WORK TO DO:
Rewrite the material from the line with "Please spot the murky" to the line with "Please spot the yellow", swapping "place a dot" for "put a marker" and leaving everything else unchanged. Give back only those lines.

SUPPLIED INFORMATION:
==================================================

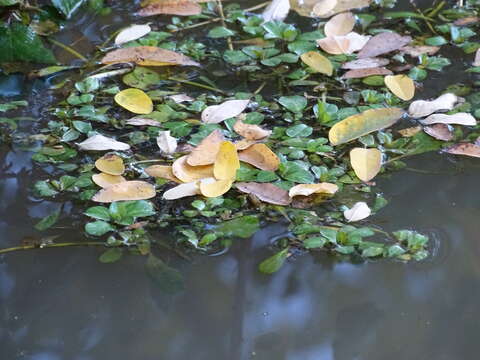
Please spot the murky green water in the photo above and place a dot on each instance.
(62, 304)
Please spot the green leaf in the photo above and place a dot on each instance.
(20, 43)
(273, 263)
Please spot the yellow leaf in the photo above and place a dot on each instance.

==================================================

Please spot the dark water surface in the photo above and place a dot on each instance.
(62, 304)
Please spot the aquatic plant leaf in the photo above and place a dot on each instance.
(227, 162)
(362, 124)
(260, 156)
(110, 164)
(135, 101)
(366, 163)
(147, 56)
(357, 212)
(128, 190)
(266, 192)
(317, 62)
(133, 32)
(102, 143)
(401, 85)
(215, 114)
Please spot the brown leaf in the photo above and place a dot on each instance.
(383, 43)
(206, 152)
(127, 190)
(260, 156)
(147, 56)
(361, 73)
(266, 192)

==================================================

PROBLEM SOLUTION:
Please spot the murky green water in the photo above and put a marker on each instance.
(62, 304)
Please spot the green leaf in the photo above and put a marker on each instance.
(20, 43)
(273, 263)
Please spot the yellow leaf in the photo above and put a marker on each instance.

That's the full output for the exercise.